[Task prompt]: Rewrite the lines from the one containing "Highlight green foliage." through the one containing "xmin=56 ymin=22 xmax=76 ymax=35", inclusive, as a two-column CSV with the headers input and output. Each row should pair the text that asks for something with its answer, every field should be quoted, and line breaks should become spaces.

[Task input]:
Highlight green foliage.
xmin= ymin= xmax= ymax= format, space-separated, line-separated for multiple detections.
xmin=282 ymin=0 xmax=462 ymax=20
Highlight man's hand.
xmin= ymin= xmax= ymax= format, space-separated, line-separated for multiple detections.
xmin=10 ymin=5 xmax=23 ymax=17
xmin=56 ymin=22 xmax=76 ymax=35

--

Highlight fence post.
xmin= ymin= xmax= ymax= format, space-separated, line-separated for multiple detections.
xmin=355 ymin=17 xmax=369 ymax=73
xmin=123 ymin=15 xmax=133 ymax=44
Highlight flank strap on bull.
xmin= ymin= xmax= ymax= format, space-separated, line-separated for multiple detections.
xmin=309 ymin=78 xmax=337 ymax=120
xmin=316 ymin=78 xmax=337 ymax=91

[The response]:
input,output
"Highlight green foliage. xmin= ymin= xmax= ymax= format, space-separated, line-separated for multiple detections.","xmin=282 ymin=0 xmax=462 ymax=20"
"Highlight man's hand. xmin= ymin= xmax= ymax= format, space-separated, line-separated for multiple detections.","xmin=10 ymin=5 xmax=23 ymax=17 xmin=56 ymin=22 xmax=76 ymax=35"